_WORK TO COMPLETE_:
Starting at the line that contains "bbox: heraldic shield" and ending at the line that contains "bbox: glass pane", the lines below are to be given again exactly, with nothing added.

[Data extracted from a collection]
[Start of Attachment]

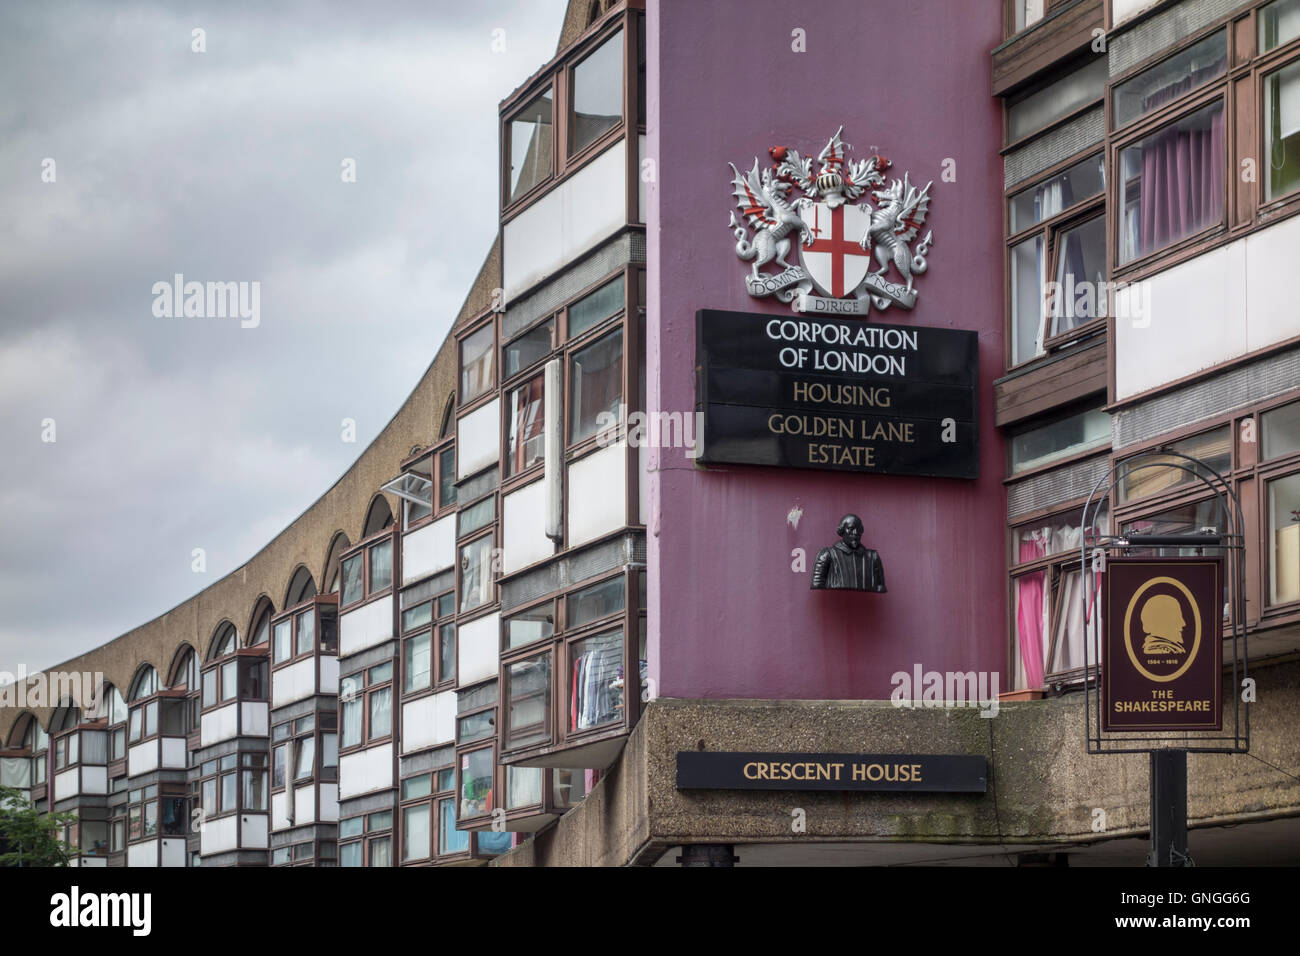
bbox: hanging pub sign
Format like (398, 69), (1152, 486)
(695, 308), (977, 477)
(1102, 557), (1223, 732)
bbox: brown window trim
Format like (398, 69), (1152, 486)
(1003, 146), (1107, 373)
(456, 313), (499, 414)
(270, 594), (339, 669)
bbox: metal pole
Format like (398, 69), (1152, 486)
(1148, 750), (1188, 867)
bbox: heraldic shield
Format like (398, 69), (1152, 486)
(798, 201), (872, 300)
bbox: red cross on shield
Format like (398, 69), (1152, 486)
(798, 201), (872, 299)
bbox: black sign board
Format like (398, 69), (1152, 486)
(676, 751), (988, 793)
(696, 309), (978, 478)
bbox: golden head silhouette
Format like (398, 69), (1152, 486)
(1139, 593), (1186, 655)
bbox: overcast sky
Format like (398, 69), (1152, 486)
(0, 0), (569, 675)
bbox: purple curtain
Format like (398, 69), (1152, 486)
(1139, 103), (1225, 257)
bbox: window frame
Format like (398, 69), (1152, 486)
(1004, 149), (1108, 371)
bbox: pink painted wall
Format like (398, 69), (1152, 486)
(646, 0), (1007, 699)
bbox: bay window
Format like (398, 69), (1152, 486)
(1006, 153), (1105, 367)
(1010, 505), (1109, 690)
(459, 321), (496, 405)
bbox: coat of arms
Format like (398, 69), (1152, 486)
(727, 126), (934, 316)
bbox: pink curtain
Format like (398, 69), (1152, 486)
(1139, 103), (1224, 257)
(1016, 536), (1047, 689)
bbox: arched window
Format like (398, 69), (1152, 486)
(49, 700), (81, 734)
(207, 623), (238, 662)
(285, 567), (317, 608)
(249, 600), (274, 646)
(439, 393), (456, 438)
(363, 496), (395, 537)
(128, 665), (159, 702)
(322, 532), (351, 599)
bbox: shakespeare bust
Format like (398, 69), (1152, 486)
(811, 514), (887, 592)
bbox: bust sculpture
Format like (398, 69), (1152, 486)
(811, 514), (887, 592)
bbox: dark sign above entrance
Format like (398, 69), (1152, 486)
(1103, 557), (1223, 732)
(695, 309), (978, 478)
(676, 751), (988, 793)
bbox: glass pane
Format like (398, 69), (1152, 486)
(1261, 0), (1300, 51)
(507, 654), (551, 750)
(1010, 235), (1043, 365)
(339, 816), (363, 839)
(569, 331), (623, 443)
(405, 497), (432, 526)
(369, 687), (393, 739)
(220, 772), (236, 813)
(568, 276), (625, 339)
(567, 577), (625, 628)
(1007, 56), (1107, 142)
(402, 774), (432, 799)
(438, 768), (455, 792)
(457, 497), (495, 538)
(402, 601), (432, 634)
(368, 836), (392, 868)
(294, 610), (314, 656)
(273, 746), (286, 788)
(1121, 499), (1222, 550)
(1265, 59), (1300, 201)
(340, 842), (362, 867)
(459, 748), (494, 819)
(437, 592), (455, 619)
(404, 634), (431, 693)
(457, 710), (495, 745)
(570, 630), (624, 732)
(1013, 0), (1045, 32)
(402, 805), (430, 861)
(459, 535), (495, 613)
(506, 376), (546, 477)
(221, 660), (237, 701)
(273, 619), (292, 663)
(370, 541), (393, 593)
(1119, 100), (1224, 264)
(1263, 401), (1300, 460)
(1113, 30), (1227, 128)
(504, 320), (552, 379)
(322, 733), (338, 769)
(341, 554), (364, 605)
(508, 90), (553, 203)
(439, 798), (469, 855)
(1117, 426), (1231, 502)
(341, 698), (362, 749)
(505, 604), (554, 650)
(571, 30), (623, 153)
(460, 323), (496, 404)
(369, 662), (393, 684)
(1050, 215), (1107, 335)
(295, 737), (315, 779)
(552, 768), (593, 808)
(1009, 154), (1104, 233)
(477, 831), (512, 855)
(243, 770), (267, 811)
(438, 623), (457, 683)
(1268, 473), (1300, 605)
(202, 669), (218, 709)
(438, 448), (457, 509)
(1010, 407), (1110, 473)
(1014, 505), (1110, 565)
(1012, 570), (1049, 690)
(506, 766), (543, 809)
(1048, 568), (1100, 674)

[End of Attachment]

_ANSWER SECTION_:
bbox: heraldic shield
Format like (398, 69), (1152, 486)
(798, 201), (872, 300)
bbox: red cross on shield
Format like (398, 69), (1152, 486)
(798, 201), (872, 299)
bbox: black sign board
Format like (398, 69), (1152, 486)
(676, 751), (988, 793)
(696, 309), (978, 478)
bbox: golden head silhouette
Format like (398, 69), (1152, 486)
(1139, 593), (1186, 655)
bbox: overcast sky
Format like (398, 69), (1152, 486)
(0, 0), (569, 675)
bbox: purple curtain
Format like (398, 69), (1152, 486)
(1139, 103), (1225, 257)
bbox: window frame
Format like (398, 69), (1152, 486)
(1004, 149), (1108, 371)
bbox: pink painted wall
Format like (398, 69), (1152, 486)
(646, 0), (1007, 699)
bbox: bay window
Format like (398, 69), (1152, 486)
(1006, 153), (1105, 367)
(1010, 505), (1109, 690)
(459, 321), (496, 405)
bbox: coat of arms
Format like (398, 69), (1152, 486)
(727, 126), (934, 316)
bbox: pink curtain
Format like (398, 69), (1152, 486)
(1139, 103), (1224, 257)
(1016, 536), (1047, 689)
bbox: arched window
Format like (398, 69), (1152, 486)
(49, 700), (81, 734)
(207, 623), (238, 662)
(285, 567), (317, 608)
(249, 600), (274, 646)
(439, 393), (456, 438)
(363, 496), (395, 537)
(128, 665), (159, 702)
(322, 532), (351, 599)
bbox: shakespeare bust
Format like (398, 69), (1152, 486)
(811, 514), (887, 592)
bbox: bust sculpture
Format like (398, 69), (1152, 486)
(811, 514), (887, 592)
bbox: dark sign above entrance
Format like (398, 69), (1152, 486)
(1103, 557), (1223, 732)
(695, 309), (978, 478)
(676, 751), (988, 793)
bbox: glass pane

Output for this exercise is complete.